RECORDED DATA
○ ○ ○ ○ ○

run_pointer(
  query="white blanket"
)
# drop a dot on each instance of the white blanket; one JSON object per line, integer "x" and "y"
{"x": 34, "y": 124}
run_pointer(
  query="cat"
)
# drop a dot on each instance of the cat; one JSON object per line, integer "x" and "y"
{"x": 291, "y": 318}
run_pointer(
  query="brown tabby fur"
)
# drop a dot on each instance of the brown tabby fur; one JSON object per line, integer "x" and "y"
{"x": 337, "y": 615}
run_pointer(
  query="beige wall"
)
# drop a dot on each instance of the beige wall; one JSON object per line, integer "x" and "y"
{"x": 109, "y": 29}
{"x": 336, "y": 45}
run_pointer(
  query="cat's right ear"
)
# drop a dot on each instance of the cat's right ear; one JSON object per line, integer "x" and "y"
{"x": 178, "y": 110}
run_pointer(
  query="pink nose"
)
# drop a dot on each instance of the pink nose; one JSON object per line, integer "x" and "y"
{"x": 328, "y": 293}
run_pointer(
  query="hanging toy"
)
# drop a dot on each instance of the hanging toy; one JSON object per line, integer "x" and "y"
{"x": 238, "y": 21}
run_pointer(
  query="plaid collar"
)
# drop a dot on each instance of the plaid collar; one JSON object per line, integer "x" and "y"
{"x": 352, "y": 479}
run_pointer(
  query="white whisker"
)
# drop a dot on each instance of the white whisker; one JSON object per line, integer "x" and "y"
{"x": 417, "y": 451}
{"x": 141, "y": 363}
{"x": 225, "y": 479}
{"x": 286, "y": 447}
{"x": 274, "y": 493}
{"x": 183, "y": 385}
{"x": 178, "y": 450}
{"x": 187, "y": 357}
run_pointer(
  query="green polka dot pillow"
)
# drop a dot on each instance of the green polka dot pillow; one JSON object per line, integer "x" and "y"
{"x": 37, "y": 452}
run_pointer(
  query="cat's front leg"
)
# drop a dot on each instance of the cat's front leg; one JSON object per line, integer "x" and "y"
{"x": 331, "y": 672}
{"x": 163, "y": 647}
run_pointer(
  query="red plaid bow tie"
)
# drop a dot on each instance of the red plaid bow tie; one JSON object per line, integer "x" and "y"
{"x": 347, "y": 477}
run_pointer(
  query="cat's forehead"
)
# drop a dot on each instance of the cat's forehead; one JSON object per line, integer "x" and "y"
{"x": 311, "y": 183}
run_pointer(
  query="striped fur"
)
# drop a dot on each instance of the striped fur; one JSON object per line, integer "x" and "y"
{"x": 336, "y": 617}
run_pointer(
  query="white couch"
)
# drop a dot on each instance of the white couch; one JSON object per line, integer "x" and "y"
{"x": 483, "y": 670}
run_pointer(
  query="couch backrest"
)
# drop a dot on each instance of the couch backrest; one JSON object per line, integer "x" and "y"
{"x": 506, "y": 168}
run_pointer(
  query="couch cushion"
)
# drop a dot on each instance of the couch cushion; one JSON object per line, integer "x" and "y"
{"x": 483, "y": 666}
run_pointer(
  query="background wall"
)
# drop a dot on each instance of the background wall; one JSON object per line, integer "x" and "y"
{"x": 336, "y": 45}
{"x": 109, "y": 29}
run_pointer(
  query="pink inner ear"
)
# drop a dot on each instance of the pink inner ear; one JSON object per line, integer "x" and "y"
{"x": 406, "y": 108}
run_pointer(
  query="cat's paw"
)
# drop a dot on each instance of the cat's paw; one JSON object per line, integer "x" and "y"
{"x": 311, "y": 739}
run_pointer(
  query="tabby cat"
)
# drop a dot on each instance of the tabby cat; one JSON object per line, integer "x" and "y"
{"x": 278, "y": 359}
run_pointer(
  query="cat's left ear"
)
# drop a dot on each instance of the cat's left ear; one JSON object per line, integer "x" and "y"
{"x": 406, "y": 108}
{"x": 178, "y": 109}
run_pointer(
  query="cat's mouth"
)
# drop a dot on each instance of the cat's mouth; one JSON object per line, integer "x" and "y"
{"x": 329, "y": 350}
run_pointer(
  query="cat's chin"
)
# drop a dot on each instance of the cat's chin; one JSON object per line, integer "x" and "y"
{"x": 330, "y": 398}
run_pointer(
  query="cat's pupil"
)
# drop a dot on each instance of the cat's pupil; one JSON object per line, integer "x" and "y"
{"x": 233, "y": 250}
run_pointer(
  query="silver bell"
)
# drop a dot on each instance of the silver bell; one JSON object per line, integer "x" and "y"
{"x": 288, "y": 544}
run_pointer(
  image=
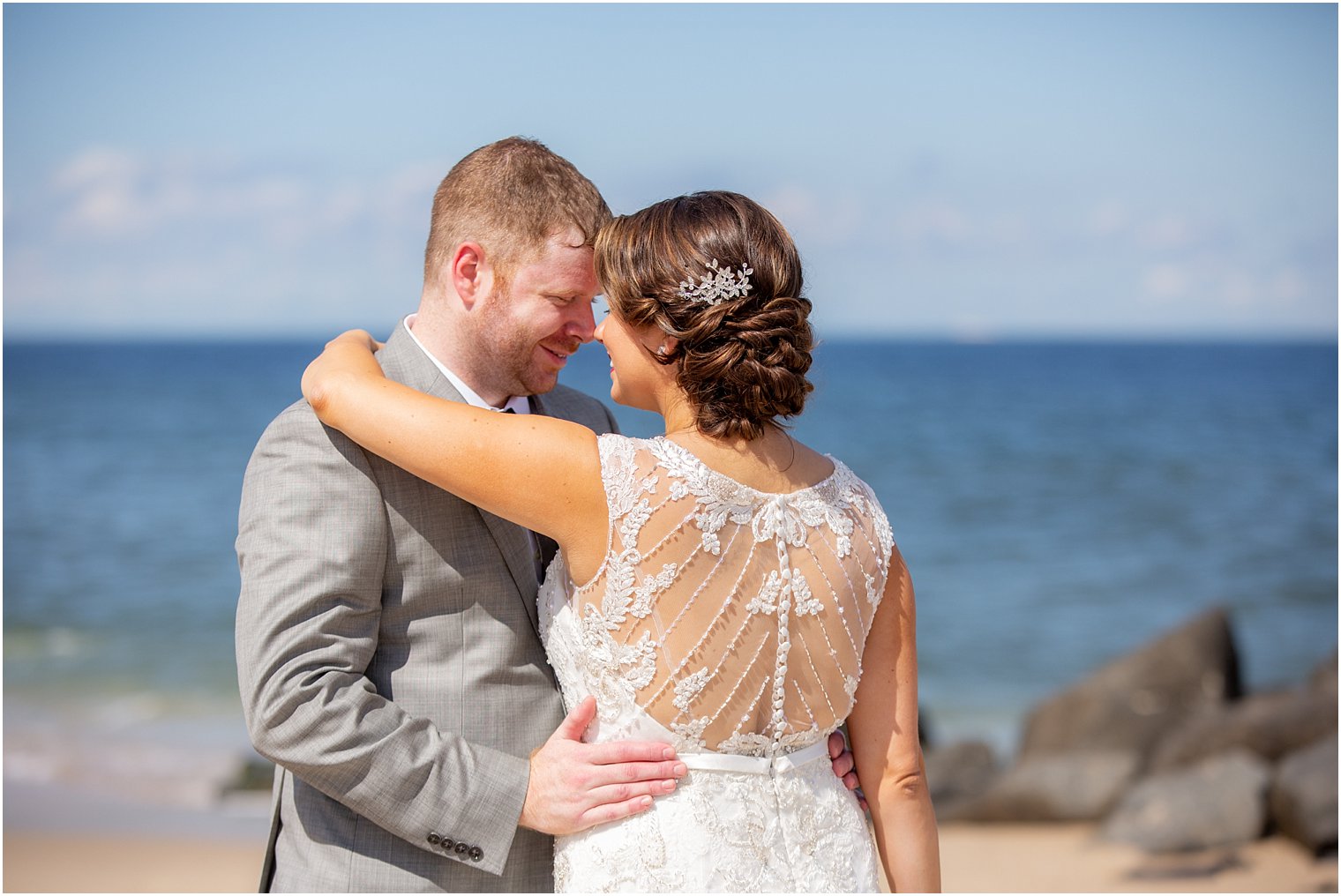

○ ○ ○ ○ ○

EXERCISE AIM
Please gather every line of the listing above that contains the word "silver", treating uppercase and lowercase as different.

FULL ANSWER
  query="silver bell"
# drop a dot on each instance of the silver bell; one JSON object per line, integer "x" and "y"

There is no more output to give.